-- BEGIN Recorded information --
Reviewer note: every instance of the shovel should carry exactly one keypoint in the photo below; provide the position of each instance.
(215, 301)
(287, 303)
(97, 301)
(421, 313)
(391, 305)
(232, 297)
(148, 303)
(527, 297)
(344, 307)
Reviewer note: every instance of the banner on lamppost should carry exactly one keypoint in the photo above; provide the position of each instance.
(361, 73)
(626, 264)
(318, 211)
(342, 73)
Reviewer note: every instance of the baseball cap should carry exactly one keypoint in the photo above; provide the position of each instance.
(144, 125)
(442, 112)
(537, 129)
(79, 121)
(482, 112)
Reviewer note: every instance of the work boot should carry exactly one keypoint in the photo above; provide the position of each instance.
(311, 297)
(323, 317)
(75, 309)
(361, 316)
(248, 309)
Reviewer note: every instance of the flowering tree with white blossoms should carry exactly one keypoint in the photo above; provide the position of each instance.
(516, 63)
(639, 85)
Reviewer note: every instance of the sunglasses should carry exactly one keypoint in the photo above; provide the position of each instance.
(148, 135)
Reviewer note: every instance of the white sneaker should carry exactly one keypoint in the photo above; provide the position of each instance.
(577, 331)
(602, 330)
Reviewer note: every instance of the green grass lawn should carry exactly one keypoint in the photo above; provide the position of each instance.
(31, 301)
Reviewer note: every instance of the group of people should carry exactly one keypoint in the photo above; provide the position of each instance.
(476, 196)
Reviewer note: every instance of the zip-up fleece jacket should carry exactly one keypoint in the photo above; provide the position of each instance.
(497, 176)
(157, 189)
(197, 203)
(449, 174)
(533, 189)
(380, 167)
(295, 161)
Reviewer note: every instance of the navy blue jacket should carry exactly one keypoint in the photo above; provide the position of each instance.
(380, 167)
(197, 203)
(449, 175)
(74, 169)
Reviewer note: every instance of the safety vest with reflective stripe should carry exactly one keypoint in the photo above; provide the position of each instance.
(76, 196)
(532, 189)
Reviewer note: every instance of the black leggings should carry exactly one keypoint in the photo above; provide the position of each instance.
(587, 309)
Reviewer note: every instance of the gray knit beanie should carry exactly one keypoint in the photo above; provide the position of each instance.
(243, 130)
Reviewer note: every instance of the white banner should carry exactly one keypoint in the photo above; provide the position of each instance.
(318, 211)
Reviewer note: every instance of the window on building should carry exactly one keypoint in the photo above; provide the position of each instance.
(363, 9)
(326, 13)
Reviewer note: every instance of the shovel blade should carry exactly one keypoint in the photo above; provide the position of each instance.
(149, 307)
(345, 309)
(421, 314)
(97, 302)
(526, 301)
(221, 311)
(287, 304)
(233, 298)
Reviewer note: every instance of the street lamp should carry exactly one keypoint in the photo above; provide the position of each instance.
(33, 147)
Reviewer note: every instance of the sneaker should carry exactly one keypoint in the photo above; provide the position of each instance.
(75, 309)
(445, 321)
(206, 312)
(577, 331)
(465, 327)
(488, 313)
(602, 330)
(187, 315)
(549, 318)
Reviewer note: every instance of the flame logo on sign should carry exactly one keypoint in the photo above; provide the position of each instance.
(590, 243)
-- END Recorded information --
- Request
Each line from the one containing "Reviewer note: every instance of the street" to the end of the listing above should be copied exactly, and nothing else.

- Completed task
Reviewer note: every instance of the street lamp should carry exactly one keypoint in the photo above; provide the position of each instance.
(33, 147)
Reviewer note: every instance of the sneaker should carry exactly one keypoint in the photo above; provide the position of each instance.
(75, 309)
(445, 321)
(206, 312)
(577, 331)
(465, 327)
(488, 313)
(602, 330)
(187, 315)
(549, 318)
Reviewer note: every instance of the flame logo on sign should carry exactly one keypoint in the photo above; provide the position of each instance.
(590, 243)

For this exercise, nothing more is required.